• EXERCISE AIM: Which lines in the items below contain the word "instance"? Copy each of them, treating uppercase and lowercase as different.

• Lines of data:

╭──

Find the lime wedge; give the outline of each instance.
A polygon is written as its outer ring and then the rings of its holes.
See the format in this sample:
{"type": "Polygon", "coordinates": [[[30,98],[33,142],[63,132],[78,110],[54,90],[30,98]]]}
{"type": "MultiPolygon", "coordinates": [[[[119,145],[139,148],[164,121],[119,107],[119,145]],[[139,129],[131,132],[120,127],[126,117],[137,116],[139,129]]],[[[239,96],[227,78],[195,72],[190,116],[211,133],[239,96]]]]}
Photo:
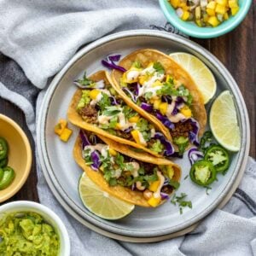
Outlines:
{"type": "Polygon", "coordinates": [[[170,56],[183,67],[194,79],[198,90],[201,93],[204,103],[207,104],[216,93],[216,81],[211,70],[195,56],[177,52],[170,56]]]}
{"type": "Polygon", "coordinates": [[[84,207],[94,214],[105,219],[124,218],[134,209],[134,205],[102,191],[85,172],[81,175],[79,192],[84,207]]]}
{"type": "Polygon", "coordinates": [[[210,126],[217,141],[225,148],[236,152],[241,137],[233,96],[229,90],[222,92],[212,103],[210,126]]]}

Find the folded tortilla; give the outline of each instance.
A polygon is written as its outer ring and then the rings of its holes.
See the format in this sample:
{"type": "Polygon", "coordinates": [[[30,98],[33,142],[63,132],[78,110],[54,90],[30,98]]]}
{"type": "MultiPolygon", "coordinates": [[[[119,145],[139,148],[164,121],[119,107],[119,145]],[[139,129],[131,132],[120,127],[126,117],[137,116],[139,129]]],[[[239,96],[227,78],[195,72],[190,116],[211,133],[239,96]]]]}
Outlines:
{"type": "MultiPolygon", "coordinates": [[[[178,182],[181,177],[181,168],[175,163],[163,159],[156,158],[147,153],[138,153],[128,148],[127,146],[114,142],[108,137],[104,137],[103,136],[97,135],[106,144],[108,144],[111,148],[115,151],[119,152],[123,155],[127,155],[138,162],[149,163],[154,165],[161,166],[171,166],[174,171],[174,175],[172,178],[173,181],[178,182]]],[[[139,190],[131,190],[128,187],[123,187],[120,185],[110,186],[106,179],[103,177],[103,174],[100,171],[93,170],[90,166],[86,165],[85,160],[82,155],[82,140],[79,136],[73,148],[73,157],[77,164],[86,172],[86,175],[103,191],[109,193],[110,195],[116,196],[117,198],[125,201],[129,203],[144,207],[150,207],[147,200],[143,196],[143,192],[139,190]]],[[[173,189],[174,190],[174,189],[173,189]]],[[[172,191],[172,193],[173,192],[172,191]]],[[[171,193],[171,194],[172,194],[171,193]]],[[[170,194],[170,195],[171,195],[170,194]]],[[[160,204],[163,203],[165,200],[162,200],[160,204]]]]}
{"type": "MultiPolygon", "coordinates": [[[[93,75],[91,75],[90,77],[90,79],[94,82],[98,82],[98,81],[103,80],[105,84],[108,84],[108,85],[110,84],[111,86],[113,85],[111,78],[106,71],[99,71],[99,72],[94,73],[93,75]]],[[[157,157],[162,156],[162,155],[159,154],[158,153],[156,153],[155,151],[151,150],[150,148],[148,148],[140,143],[137,143],[135,141],[131,141],[129,139],[125,139],[125,138],[118,137],[116,135],[113,135],[113,134],[108,132],[107,131],[100,128],[99,125],[97,125],[96,124],[90,124],[90,123],[88,123],[85,120],[84,120],[82,119],[81,115],[77,111],[77,106],[82,96],[82,91],[83,91],[82,89],[78,89],[75,91],[75,93],[71,100],[71,103],[69,105],[68,110],[67,110],[67,118],[68,118],[68,120],[72,124],[73,124],[76,126],[80,127],[81,129],[93,131],[94,133],[104,136],[104,137],[108,137],[118,143],[124,143],[125,145],[129,145],[133,148],[142,149],[142,150],[148,152],[154,156],[157,156],[157,157]]],[[[122,97],[122,96],[120,96],[120,97],[122,97]]],[[[124,102],[125,102],[125,101],[124,101],[124,102]]],[[[139,113],[137,113],[137,114],[139,114],[139,113]]],[[[149,123],[151,123],[155,127],[156,130],[160,129],[161,124],[160,124],[158,121],[155,122],[154,119],[151,122],[151,119],[149,118],[148,119],[148,121],[149,121],[149,123]]]]}

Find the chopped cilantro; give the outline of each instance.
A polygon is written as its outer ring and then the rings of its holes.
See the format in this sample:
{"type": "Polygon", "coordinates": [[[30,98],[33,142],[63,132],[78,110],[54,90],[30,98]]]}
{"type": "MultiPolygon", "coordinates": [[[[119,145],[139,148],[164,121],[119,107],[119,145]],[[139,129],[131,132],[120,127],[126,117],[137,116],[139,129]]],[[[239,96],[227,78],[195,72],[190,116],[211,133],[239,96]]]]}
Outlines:
{"type": "Polygon", "coordinates": [[[177,190],[177,189],[179,188],[180,183],[179,183],[179,182],[177,182],[177,181],[170,179],[170,181],[169,181],[169,185],[171,185],[172,187],[174,188],[174,189],[177,190]]]}
{"type": "Polygon", "coordinates": [[[165,68],[160,62],[154,63],[153,67],[156,70],[157,73],[165,73],[165,68]]]}

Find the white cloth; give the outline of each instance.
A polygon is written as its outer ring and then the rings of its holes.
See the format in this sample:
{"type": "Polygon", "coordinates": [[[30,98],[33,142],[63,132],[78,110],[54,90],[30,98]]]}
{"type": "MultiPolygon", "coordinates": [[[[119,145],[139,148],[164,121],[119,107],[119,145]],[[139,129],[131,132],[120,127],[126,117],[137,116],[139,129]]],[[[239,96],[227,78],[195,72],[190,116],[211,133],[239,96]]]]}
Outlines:
{"type": "MultiPolygon", "coordinates": [[[[1,0],[0,51],[17,61],[35,86],[44,88],[38,97],[40,107],[48,79],[79,47],[127,29],[152,26],[177,32],[165,23],[157,0],[1,0]]],[[[8,72],[15,73],[11,68],[8,72]]],[[[24,111],[35,138],[38,115],[26,96],[32,89],[5,85],[0,83],[0,96],[24,111]]],[[[40,202],[64,221],[71,255],[256,255],[256,164],[251,158],[239,189],[223,210],[214,211],[187,236],[152,244],[120,242],[88,230],[55,201],[38,164],[38,176],[40,202]]]]}

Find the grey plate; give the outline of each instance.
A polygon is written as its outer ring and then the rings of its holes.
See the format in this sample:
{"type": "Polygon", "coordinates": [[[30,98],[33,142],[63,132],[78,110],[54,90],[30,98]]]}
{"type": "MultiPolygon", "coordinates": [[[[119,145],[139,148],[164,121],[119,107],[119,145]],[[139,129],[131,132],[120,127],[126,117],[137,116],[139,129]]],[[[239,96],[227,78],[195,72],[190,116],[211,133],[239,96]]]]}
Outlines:
{"type": "MultiPolygon", "coordinates": [[[[211,102],[207,104],[207,108],[210,105],[211,102]]],[[[248,128],[247,112],[238,86],[230,73],[212,55],[196,44],[174,34],[155,31],[125,32],[108,36],[84,47],[53,79],[39,115],[38,154],[48,183],[60,203],[74,218],[105,236],[119,239],[126,237],[128,241],[144,239],[149,241],[191,230],[198,221],[227,201],[244,172],[250,141],[248,128]],[[123,219],[107,221],[90,212],[83,206],[78,194],[78,183],[82,171],[75,164],[72,150],[79,129],[70,125],[74,135],[67,144],[59,140],[53,129],[61,117],[66,117],[69,102],[76,90],[73,81],[79,78],[84,70],[90,74],[102,69],[101,60],[109,54],[126,55],[143,48],[154,48],[166,53],[188,52],[203,61],[215,75],[218,83],[216,95],[224,90],[230,90],[234,96],[241,147],[239,153],[232,155],[229,172],[225,176],[218,176],[218,182],[212,185],[209,195],[204,189],[192,183],[189,178],[183,179],[189,171],[188,158],[176,160],[183,168],[178,194],[185,192],[193,203],[193,208],[184,209],[183,214],[180,215],[178,208],[167,202],[156,209],[137,207],[133,212],[123,219]]]]}

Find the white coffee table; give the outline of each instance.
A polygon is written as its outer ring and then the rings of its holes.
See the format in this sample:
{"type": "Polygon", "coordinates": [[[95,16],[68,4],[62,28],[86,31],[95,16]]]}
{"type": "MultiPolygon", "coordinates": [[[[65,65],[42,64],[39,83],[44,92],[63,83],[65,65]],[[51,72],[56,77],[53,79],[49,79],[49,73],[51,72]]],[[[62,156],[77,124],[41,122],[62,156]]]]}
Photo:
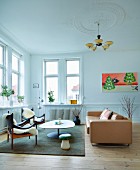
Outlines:
{"type": "Polygon", "coordinates": [[[46,123],[41,124],[39,127],[44,129],[57,129],[57,132],[48,133],[47,136],[50,138],[59,138],[59,135],[67,132],[59,132],[59,129],[67,129],[75,126],[75,123],[71,120],[61,120],[61,124],[55,124],[59,120],[52,120],[46,123]]]}

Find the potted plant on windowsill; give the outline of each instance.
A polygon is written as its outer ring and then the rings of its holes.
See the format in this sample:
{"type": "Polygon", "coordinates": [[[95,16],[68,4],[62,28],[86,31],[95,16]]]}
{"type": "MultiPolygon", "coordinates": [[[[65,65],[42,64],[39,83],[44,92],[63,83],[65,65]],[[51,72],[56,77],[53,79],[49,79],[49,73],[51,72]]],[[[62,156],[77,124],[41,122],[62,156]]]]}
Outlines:
{"type": "Polygon", "coordinates": [[[52,102],[54,102],[55,101],[55,98],[54,98],[54,91],[52,91],[52,90],[50,90],[49,92],[48,92],[48,99],[49,99],[49,102],[50,103],[52,103],[52,102]]]}
{"type": "Polygon", "coordinates": [[[13,95],[15,92],[13,89],[8,88],[7,85],[1,85],[2,87],[2,92],[0,93],[1,96],[6,97],[7,101],[9,101],[9,97],[13,95]]]}
{"type": "Polygon", "coordinates": [[[17,99],[18,99],[18,102],[19,102],[19,103],[23,103],[23,101],[24,101],[24,96],[19,96],[19,95],[17,95],[17,99]]]}

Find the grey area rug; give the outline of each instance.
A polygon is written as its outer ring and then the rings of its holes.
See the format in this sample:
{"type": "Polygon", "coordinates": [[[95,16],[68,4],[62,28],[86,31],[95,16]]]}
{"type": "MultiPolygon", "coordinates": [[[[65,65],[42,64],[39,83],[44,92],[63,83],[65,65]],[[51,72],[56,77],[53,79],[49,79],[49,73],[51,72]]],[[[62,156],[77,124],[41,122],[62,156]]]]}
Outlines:
{"type": "Polygon", "coordinates": [[[61,140],[47,137],[47,133],[56,129],[41,129],[38,127],[38,144],[35,146],[35,137],[14,139],[14,149],[11,150],[11,141],[0,143],[0,153],[35,154],[35,155],[60,155],[60,156],[85,156],[85,125],[76,125],[73,128],[60,129],[72,135],[70,149],[61,149],[61,140]]]}

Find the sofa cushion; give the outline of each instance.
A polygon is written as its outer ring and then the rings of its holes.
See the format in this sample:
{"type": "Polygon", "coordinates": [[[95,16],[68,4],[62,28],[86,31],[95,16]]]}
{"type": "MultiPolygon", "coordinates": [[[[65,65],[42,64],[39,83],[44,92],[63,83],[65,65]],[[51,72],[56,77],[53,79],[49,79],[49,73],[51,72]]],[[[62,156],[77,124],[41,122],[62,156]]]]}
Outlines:
{"type": "Polygon", "coordinates": [[[100,117],[102,117],[107,110],[108,110],[108,109],[104,109],[103,112],[101,113],[100,117]]]}
{"type": "Polygon", "coordinates": [[[100,119],[101,120],[108,120],[108,119],[110,119],[111,115],[112,115],[112,111],[106,110],[103,114],[101,114],[100,119]]]}
{"type": "Polygon", "coordinates": [[[111,120],[122,120],[124,117],[122,115],[113,114],[111,120]]]}

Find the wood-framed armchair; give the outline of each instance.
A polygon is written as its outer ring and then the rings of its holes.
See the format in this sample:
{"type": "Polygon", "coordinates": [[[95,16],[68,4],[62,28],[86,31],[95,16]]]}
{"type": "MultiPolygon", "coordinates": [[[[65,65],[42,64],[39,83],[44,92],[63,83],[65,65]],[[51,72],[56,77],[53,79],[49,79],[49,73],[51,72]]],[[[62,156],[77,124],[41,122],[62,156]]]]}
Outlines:
{"type": "Polygon", "coordinates": [[[37,135],[38,130],[36,125],[30,125],[30,120],[25,120],[21,123],[15,124],[15,119],[13,118],[13,113],[8,114],[7,120],[7,142],[9,142],[9,136],[11,138],[11,149],[13,149],[14,139],[35,136],[35,145],[37,145],[37,135]],[[27,126],[28,124],[28,126],[27,126]],[[26,125],[26,126],[25,126],[26,125]]]}
{"type": "Polygon", "coordinates": [[[22,108],[21,109],[21,118],[22,118],[22,120],[27,120],[27,119],[32,120],[32,123],[36,124],[36,128],[37,128],[37,125],[45,123],[45,113],[41,116],[36,116],[33,108],[32,109],[22,108]]]}

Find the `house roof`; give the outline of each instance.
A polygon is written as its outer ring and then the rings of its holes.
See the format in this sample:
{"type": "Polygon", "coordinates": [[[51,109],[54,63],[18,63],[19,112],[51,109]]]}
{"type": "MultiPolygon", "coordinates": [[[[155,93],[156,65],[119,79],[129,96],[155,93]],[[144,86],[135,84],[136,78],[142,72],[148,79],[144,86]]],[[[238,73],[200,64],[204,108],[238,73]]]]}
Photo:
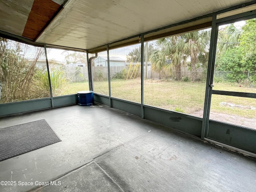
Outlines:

╰──

• TASK RESULT:
Find the lime wedge; give the outline of each instance.
Find the folded tortilla; give the outline of each instance.
Find the chopped cilantro; give the outline of each instance.
Find the white cloth; give the outline of each instance.
Find the grey plate; give the outline of each instance.
Find the white coffee table; give the outline of each instance.
Find the potted plant on windowsill; give the outline of each instance.
Find the grey area rug; give the outline of each instance.
Find the sofa cushion; give the outline of each instance.
Find the wood-framed armchair; give the outline of each instance.
Find the `house roof`; give the outline of each instance.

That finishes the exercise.